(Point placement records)
------------------------------------------------
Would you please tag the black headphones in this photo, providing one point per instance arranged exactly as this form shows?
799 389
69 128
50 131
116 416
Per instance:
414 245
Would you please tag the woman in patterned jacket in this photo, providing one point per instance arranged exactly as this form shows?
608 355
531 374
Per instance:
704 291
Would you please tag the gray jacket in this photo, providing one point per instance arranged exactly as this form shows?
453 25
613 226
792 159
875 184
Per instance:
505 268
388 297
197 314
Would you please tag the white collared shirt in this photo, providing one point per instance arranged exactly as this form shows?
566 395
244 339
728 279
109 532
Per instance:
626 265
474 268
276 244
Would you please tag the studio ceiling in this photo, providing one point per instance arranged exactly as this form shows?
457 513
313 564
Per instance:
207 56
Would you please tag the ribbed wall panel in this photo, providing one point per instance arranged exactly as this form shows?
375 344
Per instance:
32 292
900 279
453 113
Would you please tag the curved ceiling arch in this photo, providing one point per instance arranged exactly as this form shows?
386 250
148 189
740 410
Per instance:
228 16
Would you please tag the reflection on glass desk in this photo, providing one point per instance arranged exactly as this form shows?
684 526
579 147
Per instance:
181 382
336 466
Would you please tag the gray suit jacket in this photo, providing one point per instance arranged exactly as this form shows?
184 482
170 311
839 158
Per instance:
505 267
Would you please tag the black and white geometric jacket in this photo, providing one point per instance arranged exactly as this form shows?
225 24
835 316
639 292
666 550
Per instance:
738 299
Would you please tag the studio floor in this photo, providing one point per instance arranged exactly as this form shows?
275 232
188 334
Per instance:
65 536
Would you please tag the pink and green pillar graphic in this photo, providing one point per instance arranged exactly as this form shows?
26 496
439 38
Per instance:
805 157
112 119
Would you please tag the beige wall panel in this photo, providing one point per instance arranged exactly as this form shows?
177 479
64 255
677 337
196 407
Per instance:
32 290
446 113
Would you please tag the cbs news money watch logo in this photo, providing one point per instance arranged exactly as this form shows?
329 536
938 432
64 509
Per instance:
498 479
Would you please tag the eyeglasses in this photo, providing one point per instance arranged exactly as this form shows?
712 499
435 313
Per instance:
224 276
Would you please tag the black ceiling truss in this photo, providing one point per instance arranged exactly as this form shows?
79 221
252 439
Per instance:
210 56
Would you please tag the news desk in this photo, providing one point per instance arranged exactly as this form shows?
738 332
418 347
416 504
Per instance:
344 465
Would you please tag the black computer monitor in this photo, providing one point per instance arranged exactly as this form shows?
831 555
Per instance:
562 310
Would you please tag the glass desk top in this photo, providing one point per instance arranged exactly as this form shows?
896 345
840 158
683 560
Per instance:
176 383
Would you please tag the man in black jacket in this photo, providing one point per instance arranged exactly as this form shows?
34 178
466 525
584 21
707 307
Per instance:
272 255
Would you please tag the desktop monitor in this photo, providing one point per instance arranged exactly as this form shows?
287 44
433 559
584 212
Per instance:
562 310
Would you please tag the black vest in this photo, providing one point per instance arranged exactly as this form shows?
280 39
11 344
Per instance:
------------------------------------------------
WHAT YOU HAVE TO DO:
Print every line of the listing above without any change.

SOLUTION TO THIS TASK:
Would you please tag the black headphones in this photo, providing one point per instance arranged exactly as this form shows?
799 389
69 128
50 131
116 416
Per instance:
414 245
Would you please tag the woman in patterned jacket in this photo, providing one point per instance arranged exactly as this form shows?
608 355
531 374
Per instance:
704 291
Would you please tag the gray jacket in this photo, providing one point per instance arranged exactly as this form shows?
453 25
613 226
792 159
875 184
Per instance:
505 268
388 297
197 314
Would you please tag the white collared shirt in this photo, providing one point per instance arranged exactly as this form shows?
566 395
244 339
728 279
109 532
Per instance:
626 265
474 268
276 244
Would you please tag the studio ceiling in this photo, providing one point per instance arranged exactly as this form shows?
457 513
313 564
Per instance:
207 56
Would you please tag the ribbed wall panel in this photo, providing one point per instance arranged exactly as this form shows?
375 344
Per instance:
32 292
900 279
453 113
Would you please tag the curved ceiling arch in this photo, providing one point per instance arranged exactly as this form shows?
386 250
148 189
740 410
Per instance:
228 16
Would you please tag the reflection on glass desk in this photo, providing one point per instance arranged exactly as this form shows?
684 526
579 147
Per instance:
181 382
336 466
Would you please tag the gray suit jacket in this photo, providing one point per instance arranged exactly as this form shows?
184 482
170 311
839 158
Per instance:
505 267
Would you please tag the black and white geometric jacket in this photo, providing one point per instance arranged exactly as this form shows?
225 24
835 316
639 292
666 550
Per instance:
738 299
Would you please tag the studio floor in this photo, providing one point per instance arranged exactly as this form shows?
275 232
188 334
Per instance:
65 536
Would you please tag the pink and green pillar graphic in this photo, providing one point per instance arranged exactly as this form shows?
26 496
439 38
Per instance:
805 157
112 119
Would you please tag the beige wall panel in this photo, providing one point per instance arranged exactly as this form shows?
177 479
64 255
677 337
196 407
Per instance:
32 290
446 113
Would you please tag the cbs news money watch logo in this photo, providing one point per instance arranged exactly as this form shows?
329 536
938 432
64 509
Per instance:
498 479
Would you please tag the eyeglasses in this photo, providing one point per instance arranged exactly as this form shows?
712 499
435 313
Per instance:
224 276
Would you please tag the black ceiling truss in this photo, providing one point per instance arranged exactly as this form shows?
79 221
252 439
Per instance:
210 56
Would you please tag the news desk in this photo, providing one point per instance arranged exactly as this form shows?
738 332
418 347
416 504
Per instance:
344 465
Would you please tag the black computer monitor in this photo, providing one point per instance arranged exactly as this form shows?
831 555
Per instance:
562 310
Would you please tag the glass desk top in this photo, providing one point per instance arranged exactly as this form shows?
896 345
840 158
683 560
Per instance:
176 383
Would you please tag the man in black jacket in this photo, providing one point per instance arranged exactly as this form shows?
34 178
466 525
584 21
707 307
Per instance:
272 255
Would you please tag the desktop monitor in this photo, providing one point per instance arranged exactly as this form shows?
287 44
433 559
584 212
Per instance:
562 310
Would you please tag the black vest in this photo, providing one point per instance arranged exactly as this form shows?
280 39
11 344
Per instance:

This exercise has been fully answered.